Copy the data exactly, pictures aside.
========
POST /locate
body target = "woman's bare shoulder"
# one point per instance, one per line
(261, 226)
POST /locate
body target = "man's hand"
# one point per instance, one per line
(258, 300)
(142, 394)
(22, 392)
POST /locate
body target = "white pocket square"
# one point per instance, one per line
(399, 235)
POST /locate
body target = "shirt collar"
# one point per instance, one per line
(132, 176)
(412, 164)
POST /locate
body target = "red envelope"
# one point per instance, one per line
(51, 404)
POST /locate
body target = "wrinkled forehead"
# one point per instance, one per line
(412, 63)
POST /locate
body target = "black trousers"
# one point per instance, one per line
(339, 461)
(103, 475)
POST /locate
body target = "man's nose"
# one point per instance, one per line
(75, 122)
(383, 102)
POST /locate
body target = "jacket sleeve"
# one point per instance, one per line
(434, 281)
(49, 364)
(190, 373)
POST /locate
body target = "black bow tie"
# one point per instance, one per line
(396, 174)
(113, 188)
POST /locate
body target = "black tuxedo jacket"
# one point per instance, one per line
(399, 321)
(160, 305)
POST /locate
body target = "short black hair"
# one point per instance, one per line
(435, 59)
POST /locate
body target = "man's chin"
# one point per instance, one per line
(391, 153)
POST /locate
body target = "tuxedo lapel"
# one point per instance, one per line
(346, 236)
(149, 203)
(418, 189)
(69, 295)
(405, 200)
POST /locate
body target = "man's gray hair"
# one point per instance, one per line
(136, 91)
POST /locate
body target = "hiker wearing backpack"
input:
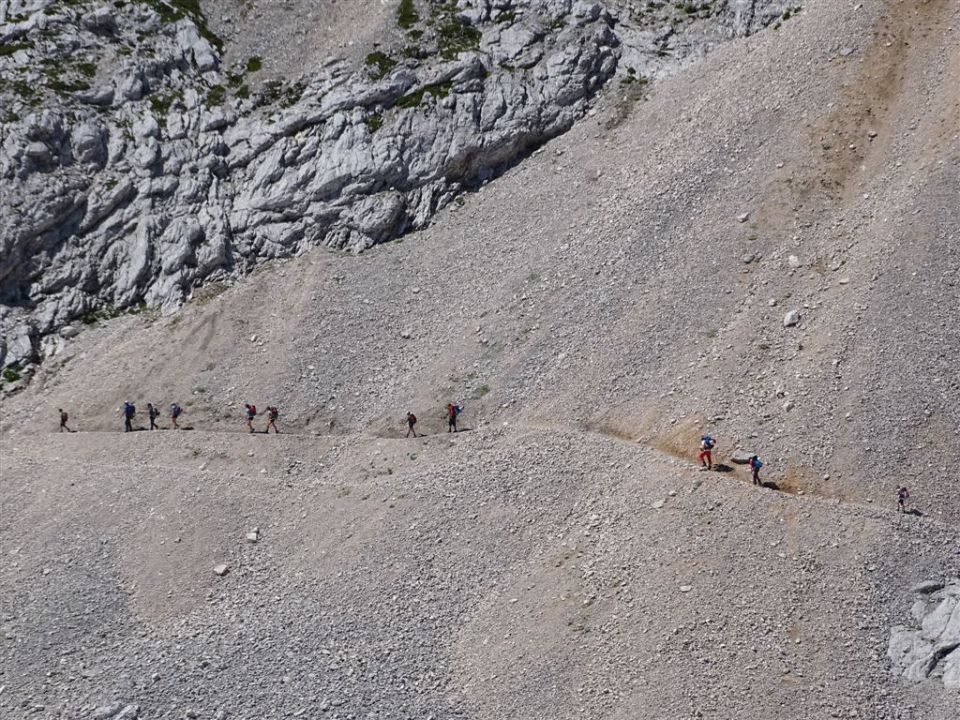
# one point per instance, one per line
(129, 410)
(707, 444)
(902, 496)
(272, 414)
(63, 420)
(153, 413)
(250, 412)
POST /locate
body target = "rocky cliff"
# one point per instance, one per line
(137, 166)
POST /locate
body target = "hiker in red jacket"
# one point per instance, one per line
(755, 466)
(273, 412)
(706, 451)
(902, 496)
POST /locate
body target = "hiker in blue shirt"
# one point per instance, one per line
(129, 410)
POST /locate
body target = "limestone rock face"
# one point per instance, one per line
(929, 647)
(140, 168)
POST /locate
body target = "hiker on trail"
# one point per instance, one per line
(129, 410)
(902, 496)
(272, 414)
(175, 411)
(706, 451)
(153, 413)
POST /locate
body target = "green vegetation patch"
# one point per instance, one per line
(174, 10)
(381, 62)
(92, 317)
(374, 122)
(455, 35)
(415, 99)
(7, 49)
(216, 95)
(12, 373)
(407, 15)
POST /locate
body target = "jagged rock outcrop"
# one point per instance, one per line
(135, 167)
(930, 646)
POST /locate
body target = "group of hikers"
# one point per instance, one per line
(129, 412)
(452, 413)
(453, 410)
(707, 444)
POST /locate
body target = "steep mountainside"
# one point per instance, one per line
(143, 153)
(765, 248)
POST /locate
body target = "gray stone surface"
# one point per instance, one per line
(143, 168)
(930, 646)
========
Solution for this problem
POST /locate
body target = "woman's bare shoulder"
# one point per instance, one per line
(261, 226)
POST /locate
body target = "man's hand"
# one point per instance, one per line
(258, 300)
(142, 394)
(22, 392)
POST /locate
body target = "white pocket square"
# one point per instance, one per line
(399, 235)
POST /locate
body target = "shirt collar"
# one point per instance, one per line
(132, 176)
(412, 164)
POST /locate
body target = "red envelope"
# one point per instance, one per line
(51, 404)
POST /locate
body target = "wrinkled forehead"
# one point per instance, one per line
(412, 63)
POST /locate
body target = "black trousers"
# one point per instance, one per line
(339, 461)
(103, 475)
POST /locate
body target = "man's nose"
# one point per instance, one per line
(75, 122)
(383, 102)
POST /locate
body target = "jacket sleeve"
# one point per instance, one per line
(434, 281)
(49, 364)
(190, 373)
POST /locate
body target = "black bow tie"
# one point per instance, one per line
(396, 174)
(113, 188)
POST /locate
body target = "black tuxedo jacket"
# one point per instance, one per line
(399, 321)
(160, 305)
POST /locate
body target = "short black hair"
# one point per instance, one per line
(435, 59)
POST /locate
body target = "man's chin"
# one point per instance, one per line
(391, 153)
POST /locate
body target = "tuxedo lapel"
# one point per instance, one per line
(346, 236)
(149, 203)
(418, 189)
(69, 295)
(405, 200)
POST /locate
body target = "man's gray hair"
# one point per instance, one per line
(136, 91)
POST /locate
body target = "hiker wearing backpack"
input:
# one point per instance, one per line
(129, 410)
(707, 444)
(902, 496)
(272, 414)
(63, 420)
(153, 413)
(250, 412)
POST /locate
body target = "rocky cliff"
# one point per instance, one per line
(137, 166)
POST /locate
body target = "hiker in red jacket"
# one point per instance, one per line
(755, 466)
(273, 412)
(706, 451)
(902, 496)
POST /locate
body target = "hiker in blue shirt"
# one point per instance, one per line
(129, 410)
POST /locate
body target = "limestone rock face"
# one point per instance, one per line
(929, 647)
(140, 168)
POST /locate
body target = "hiker on trail"
# one point per instance, one per line
(129, 410)
(902, 496)
(272, 414)
(175, 411)
(706, 451)
(153, 413)
POST /locate
body target = "green vegetation patch"
# one point per instance, one per line
(174, 10)
(381, 62)
(92, 317)
(374, 122)
(455, 35)
(415, 99)
(7, 49)
(216, 95)
(12, 373)
(407, 15)
POST /locate
body target = "jagged rock outcrop"
# one point per instance, one per line
(135, 167)
(930, 646)
POST /locate
body target = "group of hikers"
# one point per instance, one per line
(129, 412)
(452, 413)
(453, 410)
(707, 444)
POST /locate
body target = "steep mountainside"
# one point per instance, one per line
(143, 153)
(765, 248)
POST /locate
body target = "gray stone surface"
# one point per instance, one per line
(143, 168)
(930, 646)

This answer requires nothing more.